Task instructions |
Return the rows below word for word, beginning at the line that contains "like x=145, y=320." and stopping after the line that contains "x=159, y=189".

--- Start of Input material ---

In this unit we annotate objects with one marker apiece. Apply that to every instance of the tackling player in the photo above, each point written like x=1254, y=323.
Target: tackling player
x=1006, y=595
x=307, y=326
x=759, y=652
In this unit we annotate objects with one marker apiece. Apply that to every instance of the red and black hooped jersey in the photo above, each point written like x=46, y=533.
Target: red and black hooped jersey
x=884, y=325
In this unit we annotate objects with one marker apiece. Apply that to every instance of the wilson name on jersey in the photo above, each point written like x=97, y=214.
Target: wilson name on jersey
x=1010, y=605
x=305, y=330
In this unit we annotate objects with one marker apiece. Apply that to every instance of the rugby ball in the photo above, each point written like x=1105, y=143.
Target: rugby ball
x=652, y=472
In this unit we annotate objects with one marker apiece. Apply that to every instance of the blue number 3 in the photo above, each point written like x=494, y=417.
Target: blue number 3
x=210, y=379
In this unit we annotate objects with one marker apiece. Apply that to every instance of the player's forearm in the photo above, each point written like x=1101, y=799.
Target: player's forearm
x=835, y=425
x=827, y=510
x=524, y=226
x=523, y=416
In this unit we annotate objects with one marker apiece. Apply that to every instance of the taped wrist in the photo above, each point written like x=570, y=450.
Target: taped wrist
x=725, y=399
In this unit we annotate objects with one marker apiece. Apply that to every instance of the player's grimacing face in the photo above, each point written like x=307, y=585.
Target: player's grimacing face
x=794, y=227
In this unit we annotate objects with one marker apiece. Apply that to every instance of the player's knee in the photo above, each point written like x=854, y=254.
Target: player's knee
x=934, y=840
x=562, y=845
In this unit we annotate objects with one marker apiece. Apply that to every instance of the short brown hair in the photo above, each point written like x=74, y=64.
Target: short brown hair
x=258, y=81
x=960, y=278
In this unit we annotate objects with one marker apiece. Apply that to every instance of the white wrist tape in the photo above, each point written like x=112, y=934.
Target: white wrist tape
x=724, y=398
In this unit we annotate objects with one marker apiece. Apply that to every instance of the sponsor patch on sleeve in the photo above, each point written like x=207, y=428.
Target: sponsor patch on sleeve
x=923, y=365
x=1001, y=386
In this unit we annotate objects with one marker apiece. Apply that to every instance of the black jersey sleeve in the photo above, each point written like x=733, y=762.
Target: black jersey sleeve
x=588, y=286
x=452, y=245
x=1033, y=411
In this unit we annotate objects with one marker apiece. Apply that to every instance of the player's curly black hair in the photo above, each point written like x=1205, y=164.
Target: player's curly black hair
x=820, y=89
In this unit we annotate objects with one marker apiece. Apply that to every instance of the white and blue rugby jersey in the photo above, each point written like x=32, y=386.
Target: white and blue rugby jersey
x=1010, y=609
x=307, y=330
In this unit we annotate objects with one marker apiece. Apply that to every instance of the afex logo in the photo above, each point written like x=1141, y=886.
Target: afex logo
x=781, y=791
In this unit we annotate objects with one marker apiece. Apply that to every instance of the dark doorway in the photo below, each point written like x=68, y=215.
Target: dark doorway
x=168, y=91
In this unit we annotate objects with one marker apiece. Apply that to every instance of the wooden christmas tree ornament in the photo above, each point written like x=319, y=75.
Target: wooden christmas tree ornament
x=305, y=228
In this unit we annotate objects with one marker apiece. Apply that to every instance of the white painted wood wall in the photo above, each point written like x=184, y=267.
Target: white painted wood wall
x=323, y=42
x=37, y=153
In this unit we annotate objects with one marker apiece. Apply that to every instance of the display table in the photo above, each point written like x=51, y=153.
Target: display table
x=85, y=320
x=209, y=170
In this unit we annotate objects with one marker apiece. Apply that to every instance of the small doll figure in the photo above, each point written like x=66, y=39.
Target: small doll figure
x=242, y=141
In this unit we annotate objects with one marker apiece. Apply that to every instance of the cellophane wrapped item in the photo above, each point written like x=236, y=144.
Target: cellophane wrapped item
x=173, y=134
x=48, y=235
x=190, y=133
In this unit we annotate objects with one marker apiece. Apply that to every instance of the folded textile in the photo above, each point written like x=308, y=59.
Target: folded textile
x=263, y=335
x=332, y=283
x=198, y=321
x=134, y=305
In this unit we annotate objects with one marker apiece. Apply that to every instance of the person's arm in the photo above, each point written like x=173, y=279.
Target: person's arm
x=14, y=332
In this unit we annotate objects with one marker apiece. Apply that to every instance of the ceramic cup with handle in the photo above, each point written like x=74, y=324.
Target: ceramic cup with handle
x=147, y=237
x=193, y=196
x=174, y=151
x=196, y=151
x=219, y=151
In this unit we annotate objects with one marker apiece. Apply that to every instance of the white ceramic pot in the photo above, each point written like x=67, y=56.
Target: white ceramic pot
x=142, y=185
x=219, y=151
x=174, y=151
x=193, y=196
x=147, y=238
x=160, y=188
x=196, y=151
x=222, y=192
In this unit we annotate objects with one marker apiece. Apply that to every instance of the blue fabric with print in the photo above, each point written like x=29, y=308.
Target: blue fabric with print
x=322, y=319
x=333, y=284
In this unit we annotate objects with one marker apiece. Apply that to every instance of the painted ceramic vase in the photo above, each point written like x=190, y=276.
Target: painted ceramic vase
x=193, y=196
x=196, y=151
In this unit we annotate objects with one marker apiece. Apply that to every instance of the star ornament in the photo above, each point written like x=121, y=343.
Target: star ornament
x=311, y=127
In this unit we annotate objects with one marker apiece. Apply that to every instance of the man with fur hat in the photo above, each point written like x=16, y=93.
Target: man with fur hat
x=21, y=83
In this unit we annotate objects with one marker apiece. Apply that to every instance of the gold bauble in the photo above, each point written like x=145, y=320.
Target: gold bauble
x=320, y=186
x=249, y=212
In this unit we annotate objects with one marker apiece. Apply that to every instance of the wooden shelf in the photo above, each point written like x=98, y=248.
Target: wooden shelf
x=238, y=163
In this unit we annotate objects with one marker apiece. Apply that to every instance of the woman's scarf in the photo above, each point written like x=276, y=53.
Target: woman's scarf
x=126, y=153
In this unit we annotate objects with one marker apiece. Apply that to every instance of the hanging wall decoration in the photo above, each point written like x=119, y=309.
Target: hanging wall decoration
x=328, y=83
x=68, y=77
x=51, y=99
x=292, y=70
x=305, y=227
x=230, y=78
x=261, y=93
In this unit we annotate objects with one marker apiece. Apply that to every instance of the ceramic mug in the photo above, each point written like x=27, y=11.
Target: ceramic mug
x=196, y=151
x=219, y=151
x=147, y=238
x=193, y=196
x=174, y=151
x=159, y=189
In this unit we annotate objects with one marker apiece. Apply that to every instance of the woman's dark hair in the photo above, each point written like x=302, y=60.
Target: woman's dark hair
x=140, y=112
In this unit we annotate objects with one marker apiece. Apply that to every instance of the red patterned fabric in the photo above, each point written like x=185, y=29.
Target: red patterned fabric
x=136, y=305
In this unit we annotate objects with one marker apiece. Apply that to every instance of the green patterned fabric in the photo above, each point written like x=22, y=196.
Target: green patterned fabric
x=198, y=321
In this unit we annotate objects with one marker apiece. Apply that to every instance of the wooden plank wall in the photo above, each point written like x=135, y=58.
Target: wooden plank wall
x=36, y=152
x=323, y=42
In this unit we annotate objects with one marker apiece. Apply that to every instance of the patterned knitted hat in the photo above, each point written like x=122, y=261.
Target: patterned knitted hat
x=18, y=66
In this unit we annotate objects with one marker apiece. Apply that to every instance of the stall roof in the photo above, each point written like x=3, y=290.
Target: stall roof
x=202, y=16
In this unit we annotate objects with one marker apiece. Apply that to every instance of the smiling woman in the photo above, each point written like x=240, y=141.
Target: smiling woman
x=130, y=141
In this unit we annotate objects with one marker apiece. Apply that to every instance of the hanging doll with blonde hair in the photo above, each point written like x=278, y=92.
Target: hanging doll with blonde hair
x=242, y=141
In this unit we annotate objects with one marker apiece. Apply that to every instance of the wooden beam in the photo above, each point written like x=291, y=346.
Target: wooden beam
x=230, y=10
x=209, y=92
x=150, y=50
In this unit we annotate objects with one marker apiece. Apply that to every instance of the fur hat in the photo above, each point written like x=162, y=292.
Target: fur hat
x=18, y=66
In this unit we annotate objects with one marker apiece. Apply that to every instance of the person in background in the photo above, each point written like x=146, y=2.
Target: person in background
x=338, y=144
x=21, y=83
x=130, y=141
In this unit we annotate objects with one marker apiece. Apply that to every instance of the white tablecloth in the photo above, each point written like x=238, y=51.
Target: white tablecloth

--- End of Input material ---

Solution for this problem |
In this unit we annotate objects with one marker apiece. Apply that to every instance of the gold bauble in the photo above, each point written like x=145, y=320.
Target: gold bauble
x=320, y=186
x=249, y=212
In this unit we annotate objects with one marker apiece. Apply that to every instance of the wooden shelf in the photo above, each point written like x=98, y=248.
Target: wooden shelf
x=238, y=163
In this unit we annotate objects with one marker apiece. Apply that to every instance of the woman's scarf in the photo above, each point written like x=276, y=53.
Target: woman's scarf
x=126, y=153
In this unit we annotate objects with one marker apiece. Apply that to every instance of the hanging wall decoration in the photo above, each point written like x=119, y=309.
Target: hanging wall decoration
x=328, y=83
x=68, y=77
x=51, y=99
x=292, y=70
x=305, y=227
x=230, y=78
x=261, y=93
In this unit we annotate objects with one marker apiece. Apply that to every instance of the ceramic mug in the photo above, each point written like x=27, y=11.
Target: ceramic mug
x=196, y=151
x=219, y=151
x=147, y=238
x=193, y=196
x=174, y=151
x=159, y=189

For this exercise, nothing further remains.